(Named object pointing lines)
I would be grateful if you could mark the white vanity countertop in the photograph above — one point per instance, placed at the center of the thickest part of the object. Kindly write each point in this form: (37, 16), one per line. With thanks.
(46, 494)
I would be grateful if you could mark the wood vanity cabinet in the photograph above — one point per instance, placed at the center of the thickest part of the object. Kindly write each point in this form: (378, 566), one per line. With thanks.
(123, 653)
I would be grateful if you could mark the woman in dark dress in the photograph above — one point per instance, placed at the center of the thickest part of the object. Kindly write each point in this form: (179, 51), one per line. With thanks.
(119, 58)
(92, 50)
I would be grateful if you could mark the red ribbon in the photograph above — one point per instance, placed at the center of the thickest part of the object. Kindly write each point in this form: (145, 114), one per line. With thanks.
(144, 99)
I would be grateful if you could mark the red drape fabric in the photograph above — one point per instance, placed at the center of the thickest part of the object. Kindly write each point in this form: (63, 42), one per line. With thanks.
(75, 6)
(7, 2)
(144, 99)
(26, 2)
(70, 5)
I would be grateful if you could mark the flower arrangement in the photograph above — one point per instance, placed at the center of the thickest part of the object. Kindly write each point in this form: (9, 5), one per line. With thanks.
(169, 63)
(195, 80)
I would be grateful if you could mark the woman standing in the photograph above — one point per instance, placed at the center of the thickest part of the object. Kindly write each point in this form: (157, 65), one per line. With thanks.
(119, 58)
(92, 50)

* **YOUR TASK**
Please rewrite the lines from the one containing "I would be grateful if you could mark the red drape" through the last line, swapping "flower arrangement" for "floral arrangement" and leaving everything else unchanged.

* **TASK RESULT**
I would be grateful if you could mark the red drape fabric in the photograph above — one point per instance, placed at the center of the thickest part of the object. Kindly write each point in this form: (63, 42), one per line. With thanks.
(75, 6)
(7, 2)
(144, 99)
(26, 2)
(70, 5)
I would be grateful if you could mark the floral arrangement in the photograph above — one point per instance, placed at the center of the thickest part of the object. Kindly write each point in this form: (9, 5), one per line. With thanks.
(169, 63)
(195, 80)
I would be grateful if you could mark the woman standing in the photograph above — one point per instance, placed at the center of the thickest part of the object. Kindly write each point in this form: (157, 65), one per line. With thanks.
(119, 58)
(92, 50)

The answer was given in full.